Knowledge graphs for infra — flat vector list vs structured graph with relationships preserved.

March 15, 2026 · Anton Grishko

Knowledge graphs are the missing piece for AI in your infra

Vector search is great for unstructured docs. Infrastructure isn't unstructured. Here's why a graph beats embeddings for IaC.

TL;DR — Vector search and RAG are great for unstructured docs. Infrastructure isn't unstructured — it's a graph. Modules depend on modules, services on services. We model the IaC repo as nodes and edges so agents can do real transitive walks instead of similarity guesses.

The bet most infra-AI products are making is wrong

The dominant pattern: dump your repo, runbooks, and Confluence into a vector store. When the user asks a question, retrieve the top-k similar chunks and stuff them into the LLM's context. Call it RAG.

This works well for unstructured docs. It fails for infrastructure.

The reason: infrastructure is a graph, not a document. Modules depend on modules. Services depend on services. Network policies declare allowed traffic. IAM roles grant access to specific resources. Helm charts compose values from other charts. When you ask "what breaks if I change shared-vpc.json," the answer is a transitive dependency walk, not a similarity search.

■ ■ ■ ■ ■ ■ ■

▶ **Required work**
List every relationship between infrastructure pieces that the knowledge-graph article gives when it argues that infrastructure is a graph.

■ ■ ■ ■ ■ ■ ■

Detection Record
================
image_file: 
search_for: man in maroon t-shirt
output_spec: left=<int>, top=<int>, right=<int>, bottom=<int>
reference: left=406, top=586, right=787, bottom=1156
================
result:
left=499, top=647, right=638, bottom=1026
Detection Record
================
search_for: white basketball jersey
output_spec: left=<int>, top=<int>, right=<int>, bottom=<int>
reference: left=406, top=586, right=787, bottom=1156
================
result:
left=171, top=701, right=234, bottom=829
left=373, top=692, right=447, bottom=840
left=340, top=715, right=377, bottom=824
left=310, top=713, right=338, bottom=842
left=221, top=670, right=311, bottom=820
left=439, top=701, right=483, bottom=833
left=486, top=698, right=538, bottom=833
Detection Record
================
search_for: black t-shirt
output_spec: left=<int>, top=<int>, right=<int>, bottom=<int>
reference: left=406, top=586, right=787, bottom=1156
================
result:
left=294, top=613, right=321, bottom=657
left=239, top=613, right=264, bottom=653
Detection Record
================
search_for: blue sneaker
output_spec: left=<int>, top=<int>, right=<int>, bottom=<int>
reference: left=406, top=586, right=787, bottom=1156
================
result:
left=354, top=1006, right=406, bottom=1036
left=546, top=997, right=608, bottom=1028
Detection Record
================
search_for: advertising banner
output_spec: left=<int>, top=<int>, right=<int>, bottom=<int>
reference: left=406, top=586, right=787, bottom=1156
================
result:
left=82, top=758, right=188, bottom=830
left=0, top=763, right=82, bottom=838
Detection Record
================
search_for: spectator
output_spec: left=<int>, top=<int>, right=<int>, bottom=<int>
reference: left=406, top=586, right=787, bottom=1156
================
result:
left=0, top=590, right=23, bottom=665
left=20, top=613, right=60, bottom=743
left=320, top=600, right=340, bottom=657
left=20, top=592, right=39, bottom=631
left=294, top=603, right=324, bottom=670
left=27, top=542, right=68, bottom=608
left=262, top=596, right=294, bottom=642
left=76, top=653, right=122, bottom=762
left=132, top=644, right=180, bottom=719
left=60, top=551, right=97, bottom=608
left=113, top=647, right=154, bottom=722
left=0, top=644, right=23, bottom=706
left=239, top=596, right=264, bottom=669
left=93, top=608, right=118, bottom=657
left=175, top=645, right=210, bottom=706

■ ■ ■ ■ ■ ■ ■

▶ **Result of the task**
- Modules depend on modules.
- Services depend on services.
- Network policies declare allowed traffic.
- IAM roles grant access to specific resources.
- Helm charts compose values from other charts.